Region pointing data
══════════════════════════════
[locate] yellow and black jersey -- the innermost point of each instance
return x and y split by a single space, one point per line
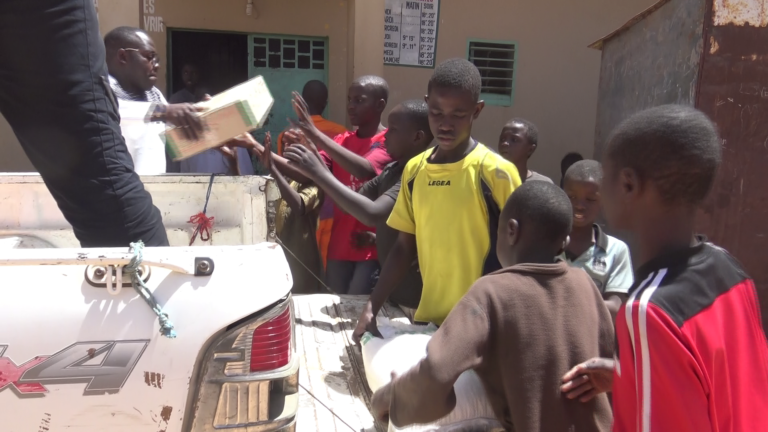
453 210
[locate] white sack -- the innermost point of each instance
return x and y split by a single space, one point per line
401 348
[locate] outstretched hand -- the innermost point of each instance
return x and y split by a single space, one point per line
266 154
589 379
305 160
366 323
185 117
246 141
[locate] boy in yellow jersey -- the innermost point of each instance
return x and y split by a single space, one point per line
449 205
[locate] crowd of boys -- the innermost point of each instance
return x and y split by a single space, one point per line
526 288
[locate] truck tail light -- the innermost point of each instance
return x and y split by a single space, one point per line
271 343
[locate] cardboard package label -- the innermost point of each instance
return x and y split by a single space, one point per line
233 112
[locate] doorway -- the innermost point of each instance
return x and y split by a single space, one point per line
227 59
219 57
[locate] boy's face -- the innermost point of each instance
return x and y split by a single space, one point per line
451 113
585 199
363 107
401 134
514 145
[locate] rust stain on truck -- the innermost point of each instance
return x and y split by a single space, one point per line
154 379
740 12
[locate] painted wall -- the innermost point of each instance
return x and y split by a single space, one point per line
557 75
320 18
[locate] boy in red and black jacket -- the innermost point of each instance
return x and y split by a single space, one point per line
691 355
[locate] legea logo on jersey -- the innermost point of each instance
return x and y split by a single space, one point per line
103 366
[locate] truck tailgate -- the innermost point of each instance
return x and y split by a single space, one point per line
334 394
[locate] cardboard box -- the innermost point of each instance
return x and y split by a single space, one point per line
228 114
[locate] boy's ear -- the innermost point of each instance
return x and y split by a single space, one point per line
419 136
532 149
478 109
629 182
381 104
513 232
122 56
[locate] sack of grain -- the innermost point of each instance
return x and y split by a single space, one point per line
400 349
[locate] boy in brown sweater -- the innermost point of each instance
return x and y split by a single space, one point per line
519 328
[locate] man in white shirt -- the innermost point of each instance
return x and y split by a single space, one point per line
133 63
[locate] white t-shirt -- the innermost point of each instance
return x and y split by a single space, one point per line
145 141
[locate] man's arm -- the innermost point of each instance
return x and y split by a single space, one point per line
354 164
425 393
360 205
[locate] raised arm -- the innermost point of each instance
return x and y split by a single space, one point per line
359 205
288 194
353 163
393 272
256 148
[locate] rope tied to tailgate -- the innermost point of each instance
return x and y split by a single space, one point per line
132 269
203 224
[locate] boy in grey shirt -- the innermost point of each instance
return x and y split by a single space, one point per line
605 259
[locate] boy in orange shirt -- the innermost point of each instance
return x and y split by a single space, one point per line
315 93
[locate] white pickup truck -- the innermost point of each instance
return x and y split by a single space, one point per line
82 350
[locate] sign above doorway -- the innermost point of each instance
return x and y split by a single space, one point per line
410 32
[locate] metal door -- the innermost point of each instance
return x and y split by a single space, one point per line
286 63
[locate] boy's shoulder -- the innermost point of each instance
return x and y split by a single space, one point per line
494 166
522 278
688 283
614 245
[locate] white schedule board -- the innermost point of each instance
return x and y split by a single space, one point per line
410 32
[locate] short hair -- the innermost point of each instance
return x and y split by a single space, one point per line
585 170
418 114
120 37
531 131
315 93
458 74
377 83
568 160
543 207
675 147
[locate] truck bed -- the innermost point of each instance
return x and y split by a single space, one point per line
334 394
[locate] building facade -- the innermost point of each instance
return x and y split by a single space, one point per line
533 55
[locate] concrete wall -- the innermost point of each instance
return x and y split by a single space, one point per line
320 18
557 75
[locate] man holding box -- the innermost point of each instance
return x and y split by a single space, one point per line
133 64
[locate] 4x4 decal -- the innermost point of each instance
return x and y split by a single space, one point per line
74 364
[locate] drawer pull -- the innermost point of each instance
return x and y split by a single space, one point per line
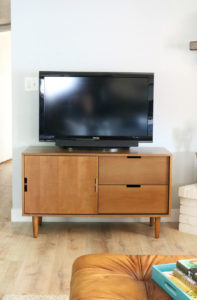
══════════════════════════════
Aim of the task: From the entries, copy every line in which the string "shirt" can be found.

Solution below:
[locate] man in white shirt -- the innermost point of each instance
[locate] white t-shirt -- the innermost point of each instance
[locate] boy in grey shirt -- the innermost point of each instance
[locate] boy in orange shirt -- the innermost point of each instance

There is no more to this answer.